------ TEXTE FOURNI ------

Les IRM ont aussi révélé que certaines connexions avaient été restaurées, notamment dans les zones visuelles et dans le cortex sensorimoteur. La nouvelle « cartographie » cérébrale obtenue après traitement s’est avérée plus proche de celle de sujets non trisomiques 21. Cela correspond bien aux améliorations cliniques constatées. Point intéressant : ces changements ont aussi été constatés chez la personne dont le test cognitif ne s’est pas significativement amélioré.
TC : Sait-on ce qui se passe après l’arrêt du traitement ?
NP : Non, on ne sait pas encore. Pour l’instant, seuls trois patients ont fini leurs 6 mois sans traitement. Ils ont repassé le test cognitif et l’IRM, mais nous n’aurons les analyses de ces nouvelles données que d’ici environ 3 mois.
On peut toutefois spéculer qu’il y aura probablement un déclin. Cependant cela reste à confirmer.
TC : Ces résultats ouvrent-ils une nouvelle piste thérapeutique pour améliorer la vie des patients trisomiques ?
NP : Les témoignages de l’entourage de certains des patients semblent attester d’une amélioration de leur qualité de vie. Mais si encourageants que soient ces résultats et ces témoignages, il reste encore beaucoup de choses à faire pour les confirmer ces travaux.
Nous allons à présent monter un essai clinique de plus grande taille, en recrutant 60 participants (ce chiffre a été déterminé par nos statisticiens sur la base des résultats obtenus lors de cette première étude pilote), dont des femmes. Surtout, ce nouvel essai contiendra un bras contrôle randomisé, afin que personne ne sache qui reçoit la GnRH et qui reçoit le placebo, ni les patients, ni les membres de l’équipe clinique.
Soyons clairs : si ces résultats préliminaires semblent prometteurs, il faut rester très prudent. Il ne s’agit pas de dire que la GnRH pourrait permettre de restaurer pleinement les capacités cognitives des personnes atteintes de trisomie 21. En effet, bien que nos travaux démontrent que la GnRH joue un rôle dans la cognition, cette hormone n’est, de loin, pas le facteur essentiel chez l’être humain.
Pour preuve, la grande majorité des patients non trisomiques qui ont un problème congénital de récepteurs à GnRH ne présentent généralement pas de déficience intellectuelle. Cela suggère que des mécanismes de compensation existent.

------ DONNÉES DE L'EXERCICE ------

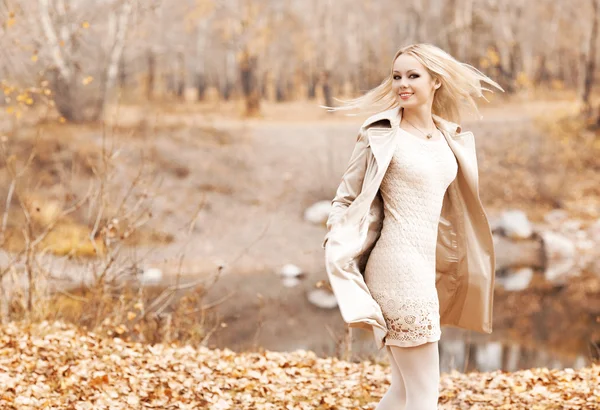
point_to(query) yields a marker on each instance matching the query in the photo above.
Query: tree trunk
(151, 79)
(248, 76)
(327, 89)
(590, 64)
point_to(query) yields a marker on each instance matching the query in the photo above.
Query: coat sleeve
(351, 183)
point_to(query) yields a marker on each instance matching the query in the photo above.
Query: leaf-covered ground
(58, 366)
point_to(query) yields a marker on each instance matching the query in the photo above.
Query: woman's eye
(397, 77)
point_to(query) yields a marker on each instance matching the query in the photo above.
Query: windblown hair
(461, 82)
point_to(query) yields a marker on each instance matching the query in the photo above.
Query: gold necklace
(428, 135)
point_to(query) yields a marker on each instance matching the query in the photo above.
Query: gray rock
(560, 254)
(517, 279)
(322, 298)
(556, 216)
(516, 224)
(318, 212)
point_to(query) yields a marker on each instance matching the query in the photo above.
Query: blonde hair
(461, 82)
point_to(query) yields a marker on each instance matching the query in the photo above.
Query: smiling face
(411, 82)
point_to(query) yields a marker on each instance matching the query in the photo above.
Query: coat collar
(394, 115)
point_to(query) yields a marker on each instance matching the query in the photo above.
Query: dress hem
(412, 343)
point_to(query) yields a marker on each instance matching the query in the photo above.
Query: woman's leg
(395, 397)
(420, 369)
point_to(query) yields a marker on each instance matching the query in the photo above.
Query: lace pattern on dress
(409, 320)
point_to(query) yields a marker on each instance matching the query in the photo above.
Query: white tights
(415, 378)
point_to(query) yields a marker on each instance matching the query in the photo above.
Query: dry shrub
(103, 225)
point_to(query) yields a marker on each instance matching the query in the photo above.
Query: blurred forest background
(166, 168)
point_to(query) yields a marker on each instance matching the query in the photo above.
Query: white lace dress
(400, 272)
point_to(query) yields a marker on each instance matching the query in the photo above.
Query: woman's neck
(419, 117)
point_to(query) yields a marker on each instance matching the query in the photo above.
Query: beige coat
(465, 259)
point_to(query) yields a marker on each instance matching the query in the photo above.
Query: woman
(409, 247)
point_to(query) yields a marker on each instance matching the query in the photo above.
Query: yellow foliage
(523, 80)
(493, 56)
(72, 239)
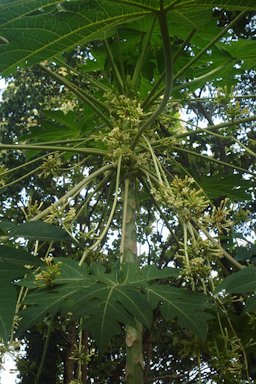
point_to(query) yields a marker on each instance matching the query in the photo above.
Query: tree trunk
(134, 368)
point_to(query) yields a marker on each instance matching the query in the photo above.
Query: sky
(8, 373)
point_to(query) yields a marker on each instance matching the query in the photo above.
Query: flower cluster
(220, 218)
(183, 197)
(61, 217)
(47, 277)
(124, 108)
(51, 166)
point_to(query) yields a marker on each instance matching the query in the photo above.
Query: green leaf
(8, 296)
(38, 230)
(113, 301)
(18, 256)
(240, 282)
(232, 186)
(245, 253)
(39, 30)
(244, 50)
(185, 306)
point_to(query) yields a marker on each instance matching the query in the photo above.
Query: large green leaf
(39, 230)
(9, 272)
(232, 186)
(37, 30)
(114, 299)
(185, 306)
(18, 256)
(240, 282)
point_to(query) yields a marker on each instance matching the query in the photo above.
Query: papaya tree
(112, 156)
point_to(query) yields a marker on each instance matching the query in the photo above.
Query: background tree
(109, 158)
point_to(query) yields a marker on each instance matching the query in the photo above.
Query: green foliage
(103, 157)
(113, 298)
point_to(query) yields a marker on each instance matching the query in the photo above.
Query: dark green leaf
(38, 230)
(18, 256)
(240, 282)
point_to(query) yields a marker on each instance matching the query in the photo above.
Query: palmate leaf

------

[TÂCHES À RÉALISER]
[A] Dans le texte sur la GnRH et la trisomie 21, reformulez sous forme de liste le paragraphe qui commence par « Nous allons à présent monter un essai clinique » en gardant ses faits principaux.
[B] Prolongez le texte sur la GnRH et la trisomie 21 à la suite de sa dernière phrase.

[CORRIGÉ]
[A]
- Prochaine étape : un essai clinique de plus grande taille, avec 60 participants, dont des femmes.
- Ce nombre a été fixé par les statisticiens à partir des résultats de la première étude pilote.
- L'essai comportera un bras contrôle randomisé : ni les patients ni l'équipe clinique ne sauront qui reçoit la GnRH et qui reçoit le placebo.

[B]
VP : Il faut bien comprendre qu’il existe deux cas de figure en ce qui concerne le déficit en GnRH. Le récepteur de l’hormone peut ne pas être présent du tout, et ce dès le début de la vie, comme chez les patients atteints d’une affection congénitale. Dans ce cas, le cerveau s’adapte probablement.
Dans d’autres cas de figure, comme pour la trisomie 21, le système à GnRH fonctionne correctement pendant une période de la vie, puis se met à dysfonctionner. Le cerveau ne parvient alors pas à s’adapter, ce qui déclenche des problèmes cognitifs. Chez les individus concernés, la GnRH semble donc jouer un rôle plus important dans la cognition que chez ceux affectés par un déficit congénital. Nous l’avons constaté dans d’autres travaux, chez la souris. En inhibant, chez des souris normales, les récepteurs des neurones à GnRH, celles-ci développent des déficiences cognitives et olfactives aussi prononcées que celles des souris trisomiques.
On soupçonne que ces mécanismes pourraient jouer un rôle également dans le vieillissement pathologique du cerveau, voire dans certaines maladies neurodégénératives, comme la maladie d’Alzheimer. Des travaux sont en cours pour préciser le rôle de la GnRH dans ces cas de figure.
Une chose est sûre : quelle que soit l’importance de cette neurohormone, il ne s’agit pas d’une molécule miracle qui permettrait d’améliorer, de restaurer ou de protéger la cognition, mais plutôt d’une pièce importante d’un puzzle hormonal complexe. Ces travaux suggèrent que restituer, chez des patients trisomiques, le rythme biologique de sa libération tel qu’il existe chez les personnes en bonne santé pourrait permettre de mobiliser leur réserve cognitive.